The film scrupulously avoids any graphic images of violence against the president—the shooting itself happens nearly off-camera—and any explicit anti-Bush sentiment is placed in the mouths of wing-nut lefty protestors. Given that none of the Bush fans in the movie come off as similarly extreme, the end result is a movie that, for all its supposed leftism, actually lands slightly right of center. It’s the Joe Lieberman of fake documentaries.

The one moment when Death of a President does show some political teeth is in its brief imagining of—shudder—the ascendance of Dick Cheney to the highest office in the land. Apparently, President Cheney will try to frame an innocent Yemeni for the president’s murder, covertly plot to overthrow the president of Syria, and implement a domestic security program called “Patriot III” that allows for unprecedented access to private citizens’ e-mails and phone conversations. The movie’s most imaginative leap into political fiction turns out to be the detail that rings the truest.

The Bridge (IFC Films), Eric Steel’s documentary about the Golden Gate Bridge as the world’s most popular suicide spot, is concerned not with one imaginary death but with 24 all-too-real ones: the two dozen people who leapt from the bridge to their deaths in 2004. That’s the year Steel decided to stake out the bridge with several wide-angle and telephoto cameras during nearly every hour of daylight, in the process capturing many of those jumps on film.

* _Collected data_
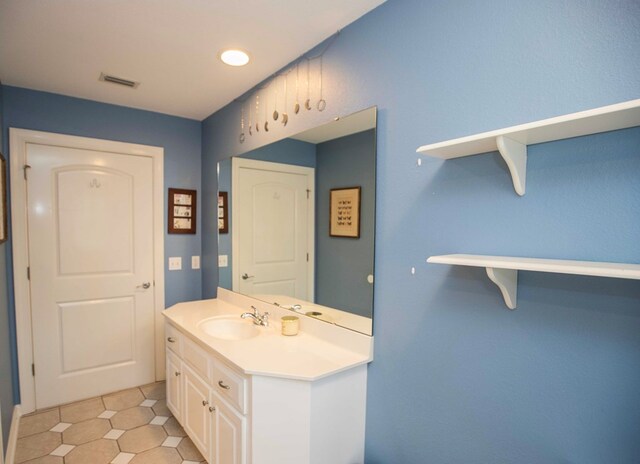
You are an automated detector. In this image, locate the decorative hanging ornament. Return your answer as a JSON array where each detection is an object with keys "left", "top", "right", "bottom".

* _Required actions_
a: Reproduce the film review word for word, everything from "The Bridge (IFC" down to "jumps on film.".
b: In the film review, what is the domestic security program that President Cheney implements called?

* _Answers for the tasks_
a:
The Bridge (IFC Films), Eric Steel’s documentary about the Golden Gate Bridge as the world’s most popular suicide spot, is concerned not with one imaginary death but with 24 all-too-real ones: the two dozen people who leapt from the bridge to their deaths in 2004. That’s the year Steel decided to stake out the bridge with several wide-angle and telephoto cameras during nearly every hour of daylight, in the process capturing many of those jumps on film.

b: Patriot III